YOUR OBJECTIVE → Counting task for the data below: how many lines hold the word "frame"? Answer with the number only.

(GIVEN ENTRIES Opens)

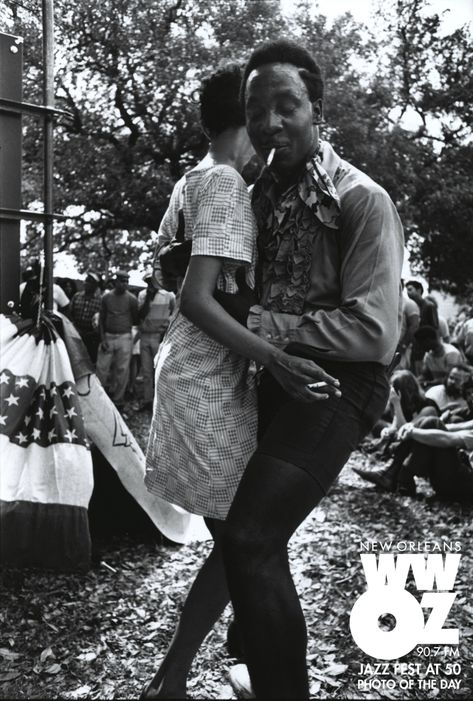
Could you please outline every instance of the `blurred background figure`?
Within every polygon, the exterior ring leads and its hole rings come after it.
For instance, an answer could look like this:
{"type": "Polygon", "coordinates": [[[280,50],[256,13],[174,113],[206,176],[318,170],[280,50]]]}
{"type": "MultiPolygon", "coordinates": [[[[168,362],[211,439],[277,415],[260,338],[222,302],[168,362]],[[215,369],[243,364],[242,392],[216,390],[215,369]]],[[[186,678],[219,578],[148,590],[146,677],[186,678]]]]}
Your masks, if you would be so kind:
{"type": "MultiPolygon", "coordinates": [[[[32,319],[37,313],[40,299],[39,281],[41,275],[41,263],[37,258],[31,260],[23,271],[23,282],[20,284],[20,314],[24,319],[32,319]]],[[[45,300],[45,288],[42,292],[43,303],[45,300]]],[[[53,285],[53,311],[66,314],[69,308],[69,297],[62,287],[53,285]]]]}
{"type": "MultiPolygon", "coordinates": [[[[404,280],[401,280],[401,284],[404,288],[404,280]]],[[[397,352],[401,354],[398,363],[398,368],[400,370],[411,369],[412,342],[414,340],[414,334],[419,328],[419,324],[420,309],[418,305],[413,299],[403,294],[401,335],[399,336],[399,343],[397,346],[397,352]]]]}
{"type": "MultiPolygon", "coordinates": [[[[409,280],[406,284],[406,292],[409,299],[415,302],[419,308],[419,324],[418,326],[431,326],[434,329],[438,329],[439,320],[437,314],[437,307],[429,300],[424,299],[424,286],[421,282],[417,280],[409,280]]],[[[412,353],[411,353],[411,370],[415,375],[419,375],[422,368],[422,359],[424,357],[424,352],[419,346],[417,339],[414,337],[412,342],[412,353]]]]}
{"type": "Polygon", "coordinates": [[[153,408],[154,356],[158,352],[159,344],[176,305],[174,293],[159,285],[153,276],[152,269],[146,271],[143,280],[148,287],[138,294],[141,375],[143,377],[143,399],[139,406],[140,411],[153,408]]]}
{"type": "Polygon", "coordinates": [[[454,331],[454,343],[462,349],[470,365],[473,365],[473,308],[465,312],[454,331]]]}
{"type": "Polygon", "coordinates": [[[468,365],[454,365],[443,382],[426,391],[425,396],[435,401],[444,421],[454,421],[454,416],[462,416],[468,408],[465,390],[471,377],[468,365]],[[448,417],[444,416],[444,412],[448,412],[448,417]]]}
{"type": "Polygon", "coordinates": [[[94,317],[102,306],[101,278],[95,270],[87,272],[84,289],[71,300],[70,317],[79,331],[93,363],[97,362],[100,334],[94,317]]]}
{"type": "Polygon", "coordinates": [[[118,409],[123,409],[133,348],[132,327],[138,324],[138,300],[128,291],[128,272],[117,270],[114,288],[102,297],[97,377],[118,409]]]}
{"type": "Polygon", "coordinates": [[[450,370],[465,361],[458,348],[440,339],[438,328],[420,326],[415,332],[415,341],[423,358],[420,381],[424,387],[444,382],[450,370]]]}
{"type": "Polygon", "coordinates": [[[437,300],[433,295],[425,295],[424,299],[426,302],[433,304],[436,308],[440,338],[442,341],[445,341],[445,343],[448,343],[450,341],[450,329],[448,328],[448,323],[445,317],[439,314],[439,305],[437,300]]]}

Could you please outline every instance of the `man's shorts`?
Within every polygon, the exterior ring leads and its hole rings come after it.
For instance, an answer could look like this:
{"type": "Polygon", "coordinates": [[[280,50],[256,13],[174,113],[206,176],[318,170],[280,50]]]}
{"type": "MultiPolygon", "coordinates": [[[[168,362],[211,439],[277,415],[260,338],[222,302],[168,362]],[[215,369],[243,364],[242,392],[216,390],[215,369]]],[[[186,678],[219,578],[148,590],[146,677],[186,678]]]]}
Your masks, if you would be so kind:
{"type": "Polygon", "coordinates": [[[383,413],[389,381],[386,368],[379,363],[316,362],[340,381],[342,396],[310,403],[297,401],[263,371],[258,385],[256,454],[300,467],[326,493],[351,452],[383,413]]]}

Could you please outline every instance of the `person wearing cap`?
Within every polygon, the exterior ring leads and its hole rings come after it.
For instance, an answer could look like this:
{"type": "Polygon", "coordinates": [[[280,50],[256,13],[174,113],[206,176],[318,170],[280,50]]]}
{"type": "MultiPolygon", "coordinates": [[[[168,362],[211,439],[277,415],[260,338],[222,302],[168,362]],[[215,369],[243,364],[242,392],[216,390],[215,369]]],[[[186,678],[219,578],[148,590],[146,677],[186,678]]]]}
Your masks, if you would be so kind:
{"type": "Polygon", "coordinates": [[[90,355],[93,363],[97,362],[100,336],[94,325],[94,317],[100,312],[102,293],[100,290],[100,275],[95,270],[88,270],[84,281],[84,289],[76,292],[71,300],[70,317],[90,355]]]}
{"type": "Polygon", "coordinates": [[[154,396],[154,356],[169,325],[169,317],[174,311],[176,297],[161,287],[153,276],[153,270],[147,270],[143,276],[147,283],[146,290],[138,294],[140,360],[143,376],[143,401],[140,410],[151,409],[154,396]]]}
{"type": "Polygon", "coordinates": [[[113,290],[101,300],[97,377],[119,409],[123,408],[133,350],[132,326],[138,324],[138,300],[128,291],[128,273],[117,270],[113,290]]]}
{"type": "MultiPolygon", "coordinates": [[[[23,271],[23,282],[20,284],[20,314],[25,319],[30,319],[35,313],[39,302],[39,279],[41,264],[37,258],[33,259],[23,271]]],[[[46,292],[43,285],[43,302],[46,301],[46,292]]],[[[62,287],[53,284],[53,311],[66,313],[69,309],[69,297],[62,287]]]]}

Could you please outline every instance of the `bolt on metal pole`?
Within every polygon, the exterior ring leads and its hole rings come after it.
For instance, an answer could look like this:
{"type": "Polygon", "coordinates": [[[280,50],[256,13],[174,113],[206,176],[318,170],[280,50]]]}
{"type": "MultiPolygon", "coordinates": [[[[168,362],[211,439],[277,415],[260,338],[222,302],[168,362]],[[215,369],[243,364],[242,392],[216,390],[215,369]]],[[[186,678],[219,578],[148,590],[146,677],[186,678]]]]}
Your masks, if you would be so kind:
{"type": "MultiPolygon", "coordinates": [[[[54,8],[53,0],[43,0],[43,104],[54,107],[54,8]]],[[[53,309],[53,116],[44,116],[44,262],[46,309],[53,309]]]]}

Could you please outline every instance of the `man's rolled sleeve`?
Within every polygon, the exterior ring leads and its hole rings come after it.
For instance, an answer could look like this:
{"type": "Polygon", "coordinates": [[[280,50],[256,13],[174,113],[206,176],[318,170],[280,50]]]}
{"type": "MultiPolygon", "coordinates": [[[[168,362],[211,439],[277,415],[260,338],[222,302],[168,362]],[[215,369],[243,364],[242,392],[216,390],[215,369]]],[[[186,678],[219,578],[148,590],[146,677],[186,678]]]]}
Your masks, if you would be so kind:
{"type": "Polygon", "coordinates": [[[399,337],[402,225],[382,188],[352,188],[342,199],[340,305],[302,316],[252,307],[248,328],[283,347],[311,346],[321,357],[388,364],[399,337]]]}

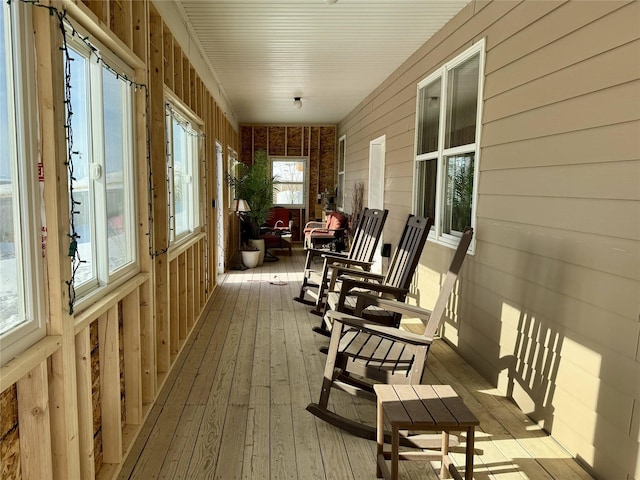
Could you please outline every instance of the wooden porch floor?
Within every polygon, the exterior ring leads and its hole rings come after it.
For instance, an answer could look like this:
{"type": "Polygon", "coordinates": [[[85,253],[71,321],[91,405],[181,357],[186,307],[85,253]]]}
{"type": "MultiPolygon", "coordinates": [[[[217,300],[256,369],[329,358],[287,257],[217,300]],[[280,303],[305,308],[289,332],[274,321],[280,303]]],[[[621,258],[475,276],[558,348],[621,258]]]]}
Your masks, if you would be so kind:
{"type": "MultiPolygon", "coordinates": [[[[134,444],[120,479],[375,479],[375,442],[305,410],[320,394],[327,340],[297,295],[303,252],[224,276],[134,444]],[[272,282],[286,282],[274,285],[272,282]]],[[[590,479],[552,438],[500,396],[443,341],[429,383],[451,384],[480,419],[475,475],[590,479]]],[[[335,411],[375,424],[375,405],[332,392],[335,411]]],[[[463,459],[463,449],[455,461],[463,459]]],[[[406,479],[436,465],[401,462],[406,479]]],[[[439,466],[438,466],[439,470],[439,466]]]]}

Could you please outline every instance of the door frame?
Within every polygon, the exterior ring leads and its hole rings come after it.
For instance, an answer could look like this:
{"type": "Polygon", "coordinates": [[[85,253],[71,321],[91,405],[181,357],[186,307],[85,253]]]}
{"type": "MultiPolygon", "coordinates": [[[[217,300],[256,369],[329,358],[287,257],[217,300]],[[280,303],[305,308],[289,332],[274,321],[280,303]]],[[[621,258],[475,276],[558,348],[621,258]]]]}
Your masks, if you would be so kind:
{"type": "MultiPolygon", "coordinates": [[[[367,188],[367,207],[384,209],[385,155],[387,136],[381,135],[369,142],[369,179],[367,188]],[[377,178],[376,178],[377,177],[377,178]]],[[[384,243],[382,235],[373,256],[372,271],[382,272],[381,249],[384,243]]]]}

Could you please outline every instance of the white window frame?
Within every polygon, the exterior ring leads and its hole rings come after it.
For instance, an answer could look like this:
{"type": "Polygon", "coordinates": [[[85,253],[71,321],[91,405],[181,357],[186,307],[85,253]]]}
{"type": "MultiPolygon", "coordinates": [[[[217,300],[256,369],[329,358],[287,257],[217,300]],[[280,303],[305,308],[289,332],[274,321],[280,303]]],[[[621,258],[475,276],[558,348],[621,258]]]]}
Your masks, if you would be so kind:
{"type": "MultiPolygon", "coordinates": [[[[0,335],[0,365],[25,351],[46,334],[44,308],[44,258],[41,245],[41,208],[38,187],[38,116],[36,110],[35,45],[31,6],[22,2],[2,2],[5,13],[5,38],[2,47],[7,52],[9,83],[7,84],[9,122],[15,126],[9,132],[17,161],[12,165],[12,184],[16,180],[19,206],[14,209],[14,252],[18,288],[22,287],[18,303],[20,323],[0,335]],[[11,106],[14,106],[12,111],[11,106]],[[16,211],[17,210],[17,211],[16,211]],[[19,227],[19,230],[15,230],[19,227]]],[[[20,295],[20,294],[19,294],[20,295]]]]}
{"type": "MultiPolygon", "coordinates": [[[[227,147],[227,173],[232,176],[235,177],[236,176],[236,166],[238,165],[238,152],[236,152],[233,148],[231,147],[227,147]]],[[[227,202],[228,202],[228,206],[229,208],[231,208],[231,205],[233,203],[233,201],[235,200],[234,198],[235,195],[235,191],[233,188],[228,187],[227,188],[227,202]]]]}
{"type": "MultiPolygon", "coordinates": [[[[473,198],[471,203],[471,227],[476,228],[476,210],[478,205],[478,176],[480,171],[480,134],[481,134],[481,122],[482,122],[482,106],[483,106],[483,87],[484,87],[484,63],[485,63],[485,39],[479,40],[475,45],[468,48],[466,51],[445,63],[438,70],[431,73],[418,83],[417,95],[416,95],[416,124],[415,124],[415,141],[414,141],[414,184],[413,184],[413,212],[418,211],[418,205],[421,199],[418,199],[420,188],[418,182],[420,180],[418,175],[419,163],[425,160],[437,161],[437,178],[436,178],[436,204],[435,204],[435,218],[434,226],[429,233],[428,240],[445,245],[451,248],[455,248],[460,240],[460,236],[453,233],[443,232],[443,203],[444,194],[446,188],[446,171],[445,162],[447,157],[462,155],[462,154],[474,154],[473,162],[473,198]],[[452,148],[445,148],[445,133],[446,133],[446,113],[447,113],[447,81],[448,74],[451,70],[461,65],[465,61],[469,60],[473,56],[478,55],[478,99],[476,109],[476,125],[475,125],[475,141],[471,144],[456,146],[452,148]],[[439,130],[438,130],[438,147],[433,152],[424,154],[418,154],[419,149],[419,128],[420,128],[420,91],[422,88],[427,87],[434,81],[441,79],[441,96],[442,102],[440,104],[440,118],[439,118],[439,130]]],[[[469,253],[475,253],[475,237],[469,247],[469,253]]]]}
{"type": "MultiPolygon", "coordinates": [[[[76,27],[82,34],[79,27],[76,27]]],[[[84,34],[83,37],[88,37],[84,34]]],[[[88,96],[90,99],[91,111],[89,115],[89,135],[91,137],[88,149],[91,154],[92,164],[98,165],[101,171],[99,178],[91,179],[92,185],[90,192],[93,196],[94,206],[91,212],[93,216],[94,231],[92,243],[93,262],[96,268],[96,277],[91,280],[75,285],[77,295],[76,310],[81,310],[84,305],[93,301],[96,295],[103,294],[103,289],[107,286],[116,286],[131,276],[139,272],[138,259],[138,228],[137,215],[135,213],[128,215],[125,222],[125,228],[130,232],[129,246],[131,259],[128,263],[118,267],[110,272],[109,255],[108,255],[108,219],[107,219],[107,187],[106,187],[106,168],[105,168],[105,139],[104,139],[104,111],[103,111],[103,84],[102,75],[106,68],[103,62],[96,61],[95,55],[99,55],[104,63],[115,69],[120,75],[126,78],[134,78],[134,71],[126,63],[121,61],[117,56],[111,53],[106,47],[92,39],[92,48],[77,35],[67,32],[67,44],[88,60],[89,65],[89,83],[90,90],[88,96]],[[106,255],[104,254],[106,252],[106,255]]],[[[123,80],[124,81],[124,80],[123,80]]],[[[73,82],[73,80],[72,80],[73,82]]],[[[73,88],[73,85],[72,85],[73,88]]],[[[136,163],[136,147],[135,147],[135,99],[134,88],[129,86],[127,89],[126,112],[125,112],[125,148],[129,152],[129,158],[123,159],[123,186],[124,186],[124,210],[128,212],[137,212],[137,195],[136,195],[136,179],[134,165],[136,163]]],[[[73,107],[73,106],[72,106],[73,107]]]]}
{"type": "Polygon", "coordinates": [[[202,208],[200,207],[200,155],[202,149],[201,128],[192,118],[186,109],[182,108],[177,101],[168,100],[166,127],[167,127],[167,179],[169,188],[169,244],[180,243],[198,233],[202,226],[202,208]],[[188,191],[189,209],[187,216],[187,228],[185,231],[176,233],[175,218],[175,170],[174,170],[174,152],[173,152],[173,130],[174,119],[179,123],[179,127],[184,129],[187,139],[187,183],[190,185],[188,191]]]}
{"type": "MultiPolygon", "coordinates": [[[[273,166],[278,162],[302,162],[304,164],[304,173],[302,175],[302,182],[283,182],[276,179],[274,183],[274,190],[279,188],[280,185],[302,185],[302,203],[282,203],[274,202],[274,205],[285,208],[305,208],[307,204],[307,196],[309,195],[309,189],[307,188],[307,175],[309,169],[309,160],[307,157],[269,157],[271,163],[271,176],[274,176],[273,166]]],[[[274,192],[275,193],[275,192],[274,192]]]]}
{"type": "Polygon", "coordinates": [[[347,136],[342,135],[338,139],[338,195],[337,195],[337,203],[336,208],[340,212],[344,212],[344,194],[346,189],[346,177],[345,177],[345,164],[347,159],[347,136]],[[340,188],[340,179],[342,179],[342,188],[340,188]]]}

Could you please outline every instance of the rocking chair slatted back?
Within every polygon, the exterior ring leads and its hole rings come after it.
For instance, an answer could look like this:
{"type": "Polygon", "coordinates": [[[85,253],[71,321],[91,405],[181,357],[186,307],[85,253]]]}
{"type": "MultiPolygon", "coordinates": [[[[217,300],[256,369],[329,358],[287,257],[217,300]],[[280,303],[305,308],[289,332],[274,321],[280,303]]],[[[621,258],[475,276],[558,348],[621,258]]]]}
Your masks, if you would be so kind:
{"type": "Polygon", "coordinates": [[[398,248],[389,265],[389,271],[384,280],[385,285],[409,288],[431,225],[433,225],[431,218],[409,215],[398,242],[398,248]]]}
{"type": "MultiPolygon", "coordinates": [[[[364,212],[358,220],[354,233],[351,249],[348,254],[344,254],[342,258],[336,258],[335,255],[326,254],[326,252],[317,249],[307,250],[307,259],[305,262],[304,278],[300,287],[300,293],[294,300],[315,305],[315,311],[320,311],[326,295],[327,283],[329,281],[330,270],[335,262],[341,264],[350,264],[349,262],[358,262],[367,264],[373,259],[376,247],[382,236],[382,229],[387,220],[388,210],[379,210],[375,208],[365,208],[364,212]],[[314,258],[325,257],[322,269],[316,270],[312,263],[314,258]],[[305,300],[305,295],[314,298],[313,303],[305,300]]],[[[371,268],[371,265],[361,266],[364,270],[371,268]]]]}
{"type": "Polygon", "coordinates": [[[389,210],[365,208],[356,227],[349,250],[349,259],[370,262],[382,236],[389,210]]]}

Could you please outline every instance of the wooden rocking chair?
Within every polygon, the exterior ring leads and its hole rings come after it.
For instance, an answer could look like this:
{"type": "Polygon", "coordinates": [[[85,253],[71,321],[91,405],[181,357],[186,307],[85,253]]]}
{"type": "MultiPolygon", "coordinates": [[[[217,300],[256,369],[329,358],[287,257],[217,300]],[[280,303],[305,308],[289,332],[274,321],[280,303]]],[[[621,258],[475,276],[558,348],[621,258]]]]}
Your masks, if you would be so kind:
{"type": "Polygon", "coordinates": [[[388,213],[388,210],[365,208],[358,221],[352,246],[348,253],[340,254],[317,248],[308,249],[300,294],[294,300],[315,305],[314,312],[322,313],[328,279],[333,268],[336,266],[356,267],[362,271],[369,271],[388,213]],[[321,270],[313,268],[313,261],[317,257],[323,259],[321,270]],[[305,294],[313,301],[306,300],[305,294]]]}
{"type": "MultiPolygon", "coordinates": [[[[329,284],[325,311],[337,310],[353,314],[357,301],[355,293],[363,291],[403,302],[409,292],[411,279],[420,261],[431,225],[433,220],[429,217],[409,215],[386,275],[357,271],[348,267],[336,267],[329,284]],[[342,285],[339,291],[334,291],[333,281],[338,277],[341,278],[342,285]]],[[[377,323],[396,327],[400,325],[401,315],[398,312],[387,311],[373,305],[363,311],[362,316],[377,323]]],[[[327,322],[327,318],[324,318],[322,325],[314,327],[313,331],[329,336],[330,329],[331,324],[327,322]]]]}
{"type": "MultiPolygon", "coordinates": [[[[351,395],[375,401],[374,382],[386,384],[420,384],[422,382],[429,347],[443,320],[449,296],[453,291],[472,236],[471,228],[463,233],[433,311],[406,305],[397,300],[358,294],[356,313],[361,314],[360,309],[367,305],[375,305],[401,315],[417,317],[425,323],[422,335],[371,323],[363,318],[335,310],[326,313],[333,323],[331,341],[320,400],[318,403],[307,405],[309,412],[350,433],[371,440],[375,439],[373,427],[342,417],[327,409],[331,390],[337,388],[351,395]]],[[[406,439],[405,444],[420,448],[434,447],[429,441],[420,443],[415,439],[411,441],[406,439]]]]}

(GIVEN ENTRIES Closes)

RESPONSE TO THE TASK → 2